◆ TASK INSTRUCTIONS: Format the lines as a numbered list, leaving out any blank lines. Begin at the line containing "of the blue-lit" and go through the last of the rows.

◆ RECORDED DATA:

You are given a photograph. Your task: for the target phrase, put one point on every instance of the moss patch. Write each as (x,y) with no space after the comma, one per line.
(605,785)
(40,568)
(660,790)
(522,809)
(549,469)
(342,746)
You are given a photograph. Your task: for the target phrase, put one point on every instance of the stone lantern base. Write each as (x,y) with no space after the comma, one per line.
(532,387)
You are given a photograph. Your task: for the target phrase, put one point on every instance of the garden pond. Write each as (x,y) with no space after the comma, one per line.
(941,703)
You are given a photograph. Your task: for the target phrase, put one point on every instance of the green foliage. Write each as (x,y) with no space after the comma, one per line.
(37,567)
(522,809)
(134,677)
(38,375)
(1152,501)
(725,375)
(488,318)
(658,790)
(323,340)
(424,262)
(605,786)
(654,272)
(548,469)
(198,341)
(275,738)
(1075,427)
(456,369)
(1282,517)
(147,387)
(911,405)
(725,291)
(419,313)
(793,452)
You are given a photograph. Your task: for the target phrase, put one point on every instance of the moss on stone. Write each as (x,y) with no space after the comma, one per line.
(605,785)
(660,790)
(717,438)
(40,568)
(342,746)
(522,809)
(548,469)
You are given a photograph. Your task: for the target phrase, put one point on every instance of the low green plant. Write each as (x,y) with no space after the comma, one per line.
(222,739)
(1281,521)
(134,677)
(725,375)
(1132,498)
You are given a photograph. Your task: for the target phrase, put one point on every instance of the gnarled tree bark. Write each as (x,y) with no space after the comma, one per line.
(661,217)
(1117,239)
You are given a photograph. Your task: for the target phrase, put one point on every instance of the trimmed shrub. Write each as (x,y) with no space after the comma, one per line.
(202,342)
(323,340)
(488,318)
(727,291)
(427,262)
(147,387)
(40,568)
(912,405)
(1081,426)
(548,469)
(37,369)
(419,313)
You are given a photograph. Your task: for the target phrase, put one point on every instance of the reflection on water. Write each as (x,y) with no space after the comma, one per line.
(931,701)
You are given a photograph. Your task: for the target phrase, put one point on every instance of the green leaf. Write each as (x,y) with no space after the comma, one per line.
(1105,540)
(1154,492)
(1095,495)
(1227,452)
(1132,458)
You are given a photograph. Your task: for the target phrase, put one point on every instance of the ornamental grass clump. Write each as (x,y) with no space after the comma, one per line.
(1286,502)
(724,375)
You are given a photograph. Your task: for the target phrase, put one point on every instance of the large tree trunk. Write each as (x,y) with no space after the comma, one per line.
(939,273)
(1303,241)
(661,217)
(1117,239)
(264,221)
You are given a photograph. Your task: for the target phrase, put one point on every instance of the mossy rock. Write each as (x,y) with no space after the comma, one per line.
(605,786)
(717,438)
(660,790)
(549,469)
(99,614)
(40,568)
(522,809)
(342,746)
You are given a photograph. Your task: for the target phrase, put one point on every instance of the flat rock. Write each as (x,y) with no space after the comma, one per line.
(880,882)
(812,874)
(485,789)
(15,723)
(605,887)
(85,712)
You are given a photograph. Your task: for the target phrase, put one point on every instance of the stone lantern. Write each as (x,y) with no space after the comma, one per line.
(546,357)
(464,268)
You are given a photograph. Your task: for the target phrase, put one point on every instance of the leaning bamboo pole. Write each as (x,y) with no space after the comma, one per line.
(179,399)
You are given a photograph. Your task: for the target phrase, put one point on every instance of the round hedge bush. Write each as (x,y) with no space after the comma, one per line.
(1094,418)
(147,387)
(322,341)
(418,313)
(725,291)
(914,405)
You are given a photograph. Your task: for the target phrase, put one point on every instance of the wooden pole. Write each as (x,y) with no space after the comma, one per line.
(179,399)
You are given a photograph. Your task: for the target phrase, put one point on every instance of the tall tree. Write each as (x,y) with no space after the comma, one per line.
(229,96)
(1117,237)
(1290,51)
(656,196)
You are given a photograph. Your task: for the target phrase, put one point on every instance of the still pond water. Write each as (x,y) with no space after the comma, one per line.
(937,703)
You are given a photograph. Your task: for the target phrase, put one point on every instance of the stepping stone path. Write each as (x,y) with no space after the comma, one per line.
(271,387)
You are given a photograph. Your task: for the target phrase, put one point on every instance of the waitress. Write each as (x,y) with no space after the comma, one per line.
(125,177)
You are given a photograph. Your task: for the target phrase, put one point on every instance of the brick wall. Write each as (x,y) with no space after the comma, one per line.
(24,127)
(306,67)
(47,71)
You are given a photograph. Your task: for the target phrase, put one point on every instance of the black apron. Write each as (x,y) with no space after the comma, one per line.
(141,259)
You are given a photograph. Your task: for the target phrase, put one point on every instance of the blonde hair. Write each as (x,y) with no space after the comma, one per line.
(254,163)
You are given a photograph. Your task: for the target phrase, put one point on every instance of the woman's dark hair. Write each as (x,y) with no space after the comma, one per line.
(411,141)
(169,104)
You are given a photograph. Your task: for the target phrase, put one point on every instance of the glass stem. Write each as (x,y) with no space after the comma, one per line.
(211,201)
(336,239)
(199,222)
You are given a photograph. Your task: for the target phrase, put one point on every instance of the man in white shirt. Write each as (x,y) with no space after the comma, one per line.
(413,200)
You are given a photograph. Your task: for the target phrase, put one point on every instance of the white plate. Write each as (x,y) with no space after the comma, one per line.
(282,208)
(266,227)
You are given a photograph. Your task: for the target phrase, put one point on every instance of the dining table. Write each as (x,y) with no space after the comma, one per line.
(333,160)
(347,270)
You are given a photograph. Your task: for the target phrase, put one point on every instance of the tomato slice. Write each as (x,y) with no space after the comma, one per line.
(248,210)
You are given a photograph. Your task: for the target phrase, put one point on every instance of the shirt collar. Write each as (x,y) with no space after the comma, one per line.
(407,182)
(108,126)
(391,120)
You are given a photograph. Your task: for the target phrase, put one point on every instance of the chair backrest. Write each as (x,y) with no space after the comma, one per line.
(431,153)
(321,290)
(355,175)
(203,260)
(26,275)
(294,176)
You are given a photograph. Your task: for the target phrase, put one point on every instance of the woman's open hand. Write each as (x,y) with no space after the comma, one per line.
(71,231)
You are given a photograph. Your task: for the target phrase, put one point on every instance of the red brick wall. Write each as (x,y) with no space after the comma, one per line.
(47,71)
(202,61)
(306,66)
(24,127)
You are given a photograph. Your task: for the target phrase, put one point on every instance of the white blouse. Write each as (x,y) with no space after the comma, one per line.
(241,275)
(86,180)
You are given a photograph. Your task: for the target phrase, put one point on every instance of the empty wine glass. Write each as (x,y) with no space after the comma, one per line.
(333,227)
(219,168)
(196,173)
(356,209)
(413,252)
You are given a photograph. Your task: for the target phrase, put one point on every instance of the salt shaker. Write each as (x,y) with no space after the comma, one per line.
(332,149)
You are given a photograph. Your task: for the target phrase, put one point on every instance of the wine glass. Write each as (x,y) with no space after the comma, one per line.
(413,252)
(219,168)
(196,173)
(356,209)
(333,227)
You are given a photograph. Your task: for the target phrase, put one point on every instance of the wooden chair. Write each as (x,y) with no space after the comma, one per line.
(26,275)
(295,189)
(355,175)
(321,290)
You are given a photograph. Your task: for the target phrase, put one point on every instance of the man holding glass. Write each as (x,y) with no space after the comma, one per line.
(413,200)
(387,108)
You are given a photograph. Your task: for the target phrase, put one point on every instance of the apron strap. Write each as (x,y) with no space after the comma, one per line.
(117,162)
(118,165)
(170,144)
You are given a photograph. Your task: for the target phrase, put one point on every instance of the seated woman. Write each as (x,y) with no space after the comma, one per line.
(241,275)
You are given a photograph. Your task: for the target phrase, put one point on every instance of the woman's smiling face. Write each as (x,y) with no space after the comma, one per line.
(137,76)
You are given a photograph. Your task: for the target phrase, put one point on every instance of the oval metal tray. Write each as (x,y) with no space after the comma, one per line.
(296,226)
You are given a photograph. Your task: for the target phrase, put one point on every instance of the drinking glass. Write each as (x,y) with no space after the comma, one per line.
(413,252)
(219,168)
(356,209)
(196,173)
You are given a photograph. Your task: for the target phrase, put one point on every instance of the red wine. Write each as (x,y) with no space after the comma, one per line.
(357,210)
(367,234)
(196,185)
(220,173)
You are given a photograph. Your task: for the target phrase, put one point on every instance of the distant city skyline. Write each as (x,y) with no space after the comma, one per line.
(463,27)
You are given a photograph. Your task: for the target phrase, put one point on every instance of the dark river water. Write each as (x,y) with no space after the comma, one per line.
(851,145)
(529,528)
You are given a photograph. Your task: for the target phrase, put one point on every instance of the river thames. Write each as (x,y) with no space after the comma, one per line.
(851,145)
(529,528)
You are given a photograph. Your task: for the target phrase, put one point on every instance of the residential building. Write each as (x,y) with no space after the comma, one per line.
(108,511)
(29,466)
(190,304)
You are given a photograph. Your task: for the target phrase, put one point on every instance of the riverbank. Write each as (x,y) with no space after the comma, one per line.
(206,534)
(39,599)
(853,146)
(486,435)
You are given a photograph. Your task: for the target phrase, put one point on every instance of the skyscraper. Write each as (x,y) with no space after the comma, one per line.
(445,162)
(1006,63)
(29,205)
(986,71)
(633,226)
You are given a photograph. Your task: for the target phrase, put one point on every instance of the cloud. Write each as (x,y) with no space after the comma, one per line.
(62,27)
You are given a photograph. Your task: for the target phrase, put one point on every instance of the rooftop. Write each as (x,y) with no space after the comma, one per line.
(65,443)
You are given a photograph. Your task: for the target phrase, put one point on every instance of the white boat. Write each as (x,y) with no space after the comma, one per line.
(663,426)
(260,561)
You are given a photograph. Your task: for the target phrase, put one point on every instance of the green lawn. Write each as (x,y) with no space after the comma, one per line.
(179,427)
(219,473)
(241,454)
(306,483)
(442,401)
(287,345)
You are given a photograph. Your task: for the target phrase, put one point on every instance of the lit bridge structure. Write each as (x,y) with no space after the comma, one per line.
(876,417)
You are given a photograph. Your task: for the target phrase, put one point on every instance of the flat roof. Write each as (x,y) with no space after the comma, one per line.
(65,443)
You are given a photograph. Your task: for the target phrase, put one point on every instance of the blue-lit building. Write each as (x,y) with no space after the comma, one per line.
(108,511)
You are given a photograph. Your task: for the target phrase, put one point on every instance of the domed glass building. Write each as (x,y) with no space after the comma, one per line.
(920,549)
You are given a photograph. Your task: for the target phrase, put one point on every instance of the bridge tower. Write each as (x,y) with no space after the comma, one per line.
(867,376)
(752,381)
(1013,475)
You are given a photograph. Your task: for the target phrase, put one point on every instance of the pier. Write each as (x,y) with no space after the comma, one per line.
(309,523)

◆ FULL RESPONSE:
1. You are given a photograph. Your task: for the target phrase, put one point on every instance of the blue-lit building. Write each as (x,y) with no space after the comma, one per line.
2. (108,511)
3. You are given a photograph. Your task: for the target phrase, put one point on every instance of the domed glass building. Write each as (x,y) with no space after the comma, one per line.
4. (920,549)
5. You are given a photograph. Your task: for the target phrase, put one point on every instance of the bridge tower. Write each as (x,y) with no space after the comma, one per line.
6. (867,376)
7. (752,381)
8. (1013,475)
9. You are given a photograph. Your task: for the target phrase, put one point on every instance of the pier. Write each as (x,y) with no space after the comma, one per line.
10. (309,523)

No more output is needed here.